§ **Что сделать 1**: Определите, соответствуют ли тексту об афганских эмигрантах утверждения (a) «Гол-Ахмеду Тараки 36 лет», (b) «Гол-Ахмед бежал в Москву в 1995 году» и (c) «По словам Гол-Ахмеда, Северный альянс сильно отличается от талибов». Для каждого ответьте «да» или «нет» и приведите решающие слова текста точной цитатой.
§ **Что сделать 2**: Перечислите все группы людей, которые, согласно тексту об афганских эмигрантах, находятся в Москве вместе с Гол-Ахмедом, и укажите численность каждой.

Гол-Ахмеда Тараки (Gol-Achmed Taraki) знают в этом непоседливом малом Афганистане. У этого 36-летнего человека магазин не только в гостиничном номере 908, где он продает спортивную обувь, складные перочинные ножи. Гол-Ахмед, который выглядит со своей сединой на десять лет старше своего возраста, пользуется самым большим авторитетом в афганской диаспоре. Адвокат из Кабула, который был раньше функционером организации "Шальк" - фракции просоветской Народно-демократической партии Афганистана, а теперь занимается партийной деятельностью в эмиграции, удивляется по поводу того воодушевления Запада, с которым тот обхаживает афганского президента Бурхануддина Раббани (Burhanuddin Rabbani). "Ведь, Северный альянс практически ничем не отличается от талибов", - говорит Гол-Ахмед. Раббани такой же религиозный фундаменталист, как и талибы. Вынужденный союз Запада с этим вооруженным сбродом приведет его в тупик. "Никто из тех, кто участвует в войне, не должен получить власть. Афганистан должен начинаться с чистого листа".
В 1993 году, когда в Афганистане все рухнуло, Гол-Ахмед бежал в Москву. Вместе с ним здесь находятся 40 министров тогдашнего верного Кремлю режима во главе с Мохаммедом Наджибуллой (Mohammed Nadschibullah). К ним надо добавить 200 бывших генералов и, примерно, 1 000 университетских профессоров. Они считались пособниками Советов. Гол-Ахмед считает, что афганцы, живущие в эмиграции, не заслужили клейма прокоммунистических коллаборционистов. "Мы служили только собственному народу".

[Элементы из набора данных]

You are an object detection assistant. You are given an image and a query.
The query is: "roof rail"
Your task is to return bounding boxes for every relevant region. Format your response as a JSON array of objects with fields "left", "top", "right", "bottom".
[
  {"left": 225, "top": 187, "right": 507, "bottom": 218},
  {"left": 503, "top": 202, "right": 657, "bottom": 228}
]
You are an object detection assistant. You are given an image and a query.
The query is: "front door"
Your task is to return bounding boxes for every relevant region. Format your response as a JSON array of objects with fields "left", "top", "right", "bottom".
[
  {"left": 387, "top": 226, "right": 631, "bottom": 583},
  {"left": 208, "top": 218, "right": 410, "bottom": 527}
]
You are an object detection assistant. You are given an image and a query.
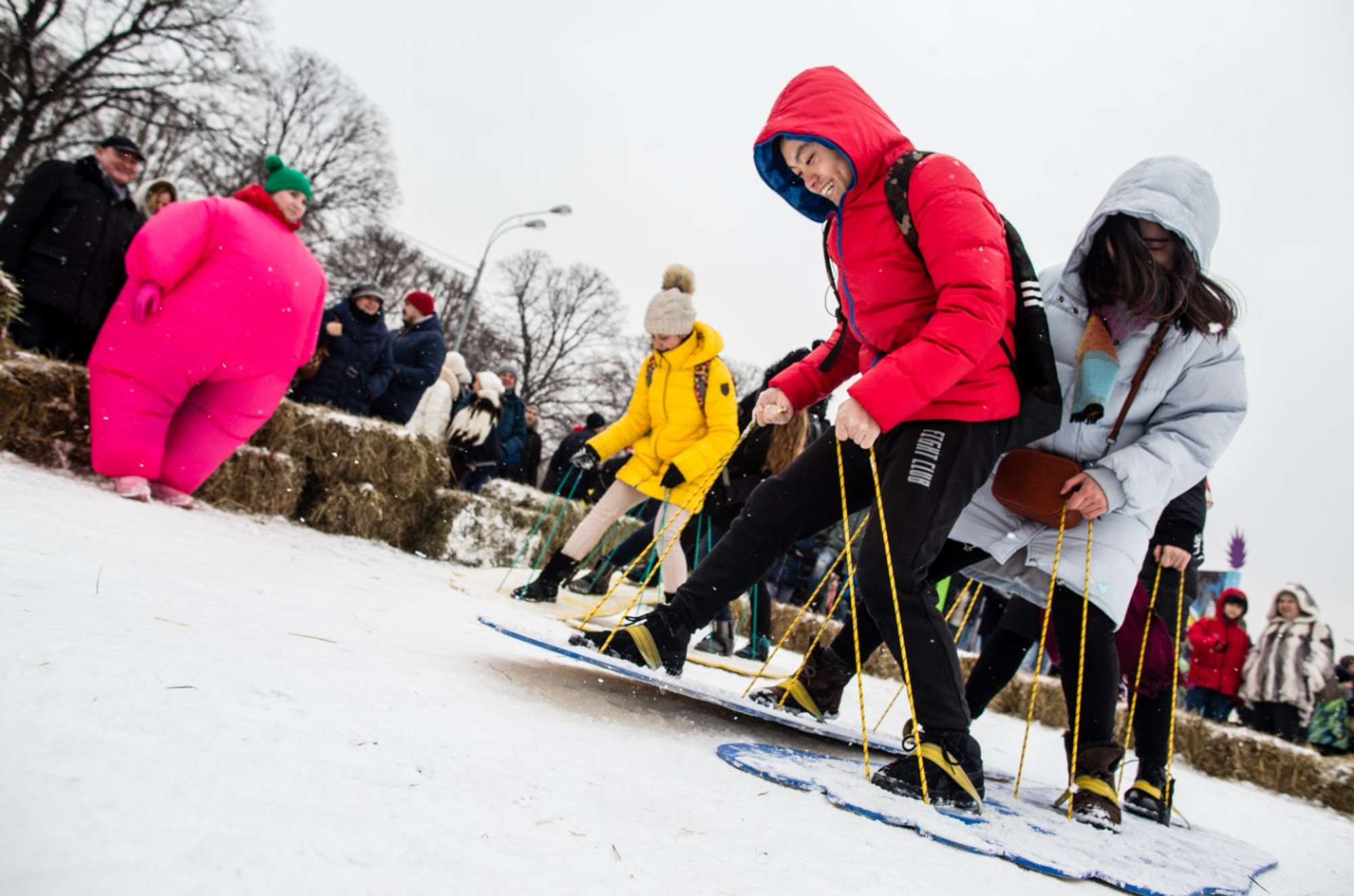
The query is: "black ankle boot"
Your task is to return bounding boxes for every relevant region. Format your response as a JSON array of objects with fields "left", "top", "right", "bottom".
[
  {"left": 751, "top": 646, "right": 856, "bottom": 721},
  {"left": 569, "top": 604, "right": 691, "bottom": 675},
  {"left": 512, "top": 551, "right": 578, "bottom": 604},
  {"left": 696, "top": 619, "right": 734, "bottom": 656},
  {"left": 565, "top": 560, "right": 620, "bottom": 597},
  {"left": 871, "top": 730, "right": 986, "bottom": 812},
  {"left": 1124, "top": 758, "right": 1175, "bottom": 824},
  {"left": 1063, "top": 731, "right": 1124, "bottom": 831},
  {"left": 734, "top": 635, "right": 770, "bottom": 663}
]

...

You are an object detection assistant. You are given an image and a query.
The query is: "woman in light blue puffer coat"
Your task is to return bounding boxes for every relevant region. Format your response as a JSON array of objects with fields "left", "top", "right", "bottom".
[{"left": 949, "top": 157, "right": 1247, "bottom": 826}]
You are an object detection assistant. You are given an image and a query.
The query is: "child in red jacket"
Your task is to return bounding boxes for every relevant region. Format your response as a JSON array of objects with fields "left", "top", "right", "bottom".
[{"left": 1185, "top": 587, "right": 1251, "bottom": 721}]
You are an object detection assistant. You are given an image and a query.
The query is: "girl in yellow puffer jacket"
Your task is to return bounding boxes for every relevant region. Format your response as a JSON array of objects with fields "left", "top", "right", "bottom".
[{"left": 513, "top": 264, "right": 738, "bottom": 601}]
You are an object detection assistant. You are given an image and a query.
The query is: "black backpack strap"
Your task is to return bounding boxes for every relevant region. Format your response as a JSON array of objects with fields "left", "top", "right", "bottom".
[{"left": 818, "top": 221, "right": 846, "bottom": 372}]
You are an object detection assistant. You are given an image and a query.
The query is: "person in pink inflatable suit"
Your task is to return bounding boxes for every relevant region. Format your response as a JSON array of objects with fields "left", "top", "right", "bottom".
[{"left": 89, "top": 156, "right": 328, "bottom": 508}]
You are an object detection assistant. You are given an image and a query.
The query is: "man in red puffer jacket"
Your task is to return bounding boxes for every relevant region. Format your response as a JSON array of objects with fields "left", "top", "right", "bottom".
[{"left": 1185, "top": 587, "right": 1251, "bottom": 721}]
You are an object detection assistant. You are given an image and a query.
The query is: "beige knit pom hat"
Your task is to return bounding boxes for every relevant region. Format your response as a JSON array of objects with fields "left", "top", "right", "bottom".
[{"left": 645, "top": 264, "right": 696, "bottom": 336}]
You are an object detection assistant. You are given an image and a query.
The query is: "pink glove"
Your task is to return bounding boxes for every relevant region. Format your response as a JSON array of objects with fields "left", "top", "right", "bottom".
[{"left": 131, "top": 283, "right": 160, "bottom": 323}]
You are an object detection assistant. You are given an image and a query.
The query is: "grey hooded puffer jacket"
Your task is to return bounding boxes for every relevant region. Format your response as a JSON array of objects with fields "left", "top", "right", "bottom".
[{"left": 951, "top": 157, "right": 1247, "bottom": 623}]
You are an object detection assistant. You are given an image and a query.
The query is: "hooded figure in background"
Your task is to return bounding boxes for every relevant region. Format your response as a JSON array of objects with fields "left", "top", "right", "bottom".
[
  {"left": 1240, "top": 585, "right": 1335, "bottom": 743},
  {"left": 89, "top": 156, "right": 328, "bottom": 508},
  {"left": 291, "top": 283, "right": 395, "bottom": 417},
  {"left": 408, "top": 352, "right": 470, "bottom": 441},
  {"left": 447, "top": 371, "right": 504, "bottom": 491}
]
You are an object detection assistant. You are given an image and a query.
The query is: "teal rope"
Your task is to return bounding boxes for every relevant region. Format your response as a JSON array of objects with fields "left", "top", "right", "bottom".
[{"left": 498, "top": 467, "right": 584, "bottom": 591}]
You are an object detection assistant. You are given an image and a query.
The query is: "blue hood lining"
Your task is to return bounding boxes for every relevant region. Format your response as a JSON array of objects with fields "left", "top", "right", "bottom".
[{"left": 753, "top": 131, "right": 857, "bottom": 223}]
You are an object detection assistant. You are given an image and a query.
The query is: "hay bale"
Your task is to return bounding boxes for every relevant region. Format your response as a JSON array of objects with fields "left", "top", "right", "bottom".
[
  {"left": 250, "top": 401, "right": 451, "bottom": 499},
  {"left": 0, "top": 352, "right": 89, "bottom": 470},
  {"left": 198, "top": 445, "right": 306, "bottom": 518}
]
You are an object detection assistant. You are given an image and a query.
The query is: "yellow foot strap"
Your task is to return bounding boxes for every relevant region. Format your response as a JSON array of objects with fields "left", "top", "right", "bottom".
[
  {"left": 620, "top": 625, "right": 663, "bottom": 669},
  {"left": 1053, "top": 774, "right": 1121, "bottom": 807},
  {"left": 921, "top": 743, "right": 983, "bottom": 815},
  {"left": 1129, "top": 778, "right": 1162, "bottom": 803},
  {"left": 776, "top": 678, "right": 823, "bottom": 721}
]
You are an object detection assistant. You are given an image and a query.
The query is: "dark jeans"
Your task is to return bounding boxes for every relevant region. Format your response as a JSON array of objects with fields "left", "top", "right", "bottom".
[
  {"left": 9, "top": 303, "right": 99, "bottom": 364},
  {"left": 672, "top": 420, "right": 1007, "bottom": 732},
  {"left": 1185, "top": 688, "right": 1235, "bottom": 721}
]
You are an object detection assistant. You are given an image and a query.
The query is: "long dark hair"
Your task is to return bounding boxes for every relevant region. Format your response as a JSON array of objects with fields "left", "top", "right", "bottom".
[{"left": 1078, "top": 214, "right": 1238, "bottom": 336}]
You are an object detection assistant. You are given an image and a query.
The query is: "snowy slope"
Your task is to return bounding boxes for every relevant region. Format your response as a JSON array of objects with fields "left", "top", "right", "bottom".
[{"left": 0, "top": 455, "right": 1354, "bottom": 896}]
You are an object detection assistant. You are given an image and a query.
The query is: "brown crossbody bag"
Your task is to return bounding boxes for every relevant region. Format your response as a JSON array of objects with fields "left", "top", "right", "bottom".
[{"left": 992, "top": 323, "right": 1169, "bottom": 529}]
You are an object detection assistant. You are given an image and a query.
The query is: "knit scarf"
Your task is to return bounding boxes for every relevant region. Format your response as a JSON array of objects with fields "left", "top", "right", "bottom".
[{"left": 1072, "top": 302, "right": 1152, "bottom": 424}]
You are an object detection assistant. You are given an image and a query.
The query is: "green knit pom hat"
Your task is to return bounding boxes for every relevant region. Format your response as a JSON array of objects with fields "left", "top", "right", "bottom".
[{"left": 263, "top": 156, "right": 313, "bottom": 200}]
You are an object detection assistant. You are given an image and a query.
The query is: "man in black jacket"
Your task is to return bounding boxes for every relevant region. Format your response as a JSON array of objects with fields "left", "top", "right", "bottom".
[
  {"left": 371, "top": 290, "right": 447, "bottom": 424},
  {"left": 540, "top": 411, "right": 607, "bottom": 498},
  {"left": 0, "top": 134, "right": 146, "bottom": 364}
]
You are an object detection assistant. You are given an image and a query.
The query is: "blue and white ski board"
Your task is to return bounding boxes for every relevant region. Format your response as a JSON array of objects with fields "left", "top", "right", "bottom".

§ **Результат 1**:
(a) Да: «У этого 36-летнего человека магазин не только в гостиничном номере 908».
(b) Нет: «В 1993 году, когда в Афганистане все рухнуло, Гол-Ахмед бежал в Москву».
(c) Нет: «Ведь, Северный альянс практически ничем не отличается от талибов».

§ **Результат 2**:
40 министров тогдашнего верного Кремлю режима во главе с Мохаммедом Наджибуллой.
200 бывших генералов.
Примерно 1 000 университетских профессоров.